WHAT YOU WILL DO: Reproduce the text of the records below word for word, leaving out the pictures.
── INFORMATION GIVEN ──
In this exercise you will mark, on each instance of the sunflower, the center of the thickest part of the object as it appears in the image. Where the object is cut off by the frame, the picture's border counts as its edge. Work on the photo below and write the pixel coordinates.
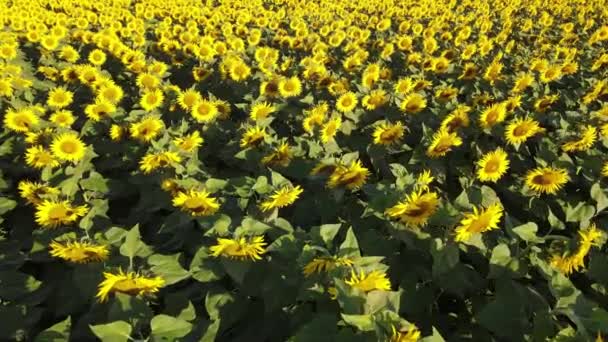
(189, 142)
(129, 283)
(325, 264)
(187, 99)
(253, 137)
(281, 198)
(443, 142)
(280, 156)
(22, 120)
(79, 252)
(68, 147)
(241, 249)
(196, 203)
(347, 102)
(572, 262)
(63, 118)
(519, 130)
(261, 110)
(493, 115)
(366, 282)
(352, 176)
(97, 57)
(290, 87)
(492, 166)
(151, 100)
(413, 103)
(204, 111)
(479, 221)
(153, 161)
(585, 142)
(34, 193)
(330, 128)
(239, 71)
(411, 334)
(387, 133)
(38, 157)
(459, 117)
(416, 209)
(547, 180)
(146, 129)
(52, 213)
───
WRITTEN SOLUTION:
In this exercise you will mark, on each instance of the sunflower, the center of the thickest part of the object as it appears in the image. Where the object is cut off by the frame, the picture's border counts as its edge. Work on the photo below and write the pixel coordinates.
(189, 142)
(129, 283)
(325, 264)
(187, 99)
(253, 137)
(281, 198)
(443, 142)
(280, 156)
(22, 120)
(79, 252)
(68, 147)
(241, 249)
(196, 203)
(347, 102)
(572, 262)
(63, 118)
(519, 130)
(261, 110)
(493, 115)
(366, 282)
(352, 176)
(97, 57)
(290, 87)
(492, 166)
(151, 100)
(413, 103)
(204, 111)
(479, 221)
(153, 161)
(585, 142)
(34, 193)
(330, 128)
(239, 71)
(411, 334)
(387, 133)
(38, 157)
(459, 117)
(416, 209)
(547, 180)
(146, 129)
(52, 213)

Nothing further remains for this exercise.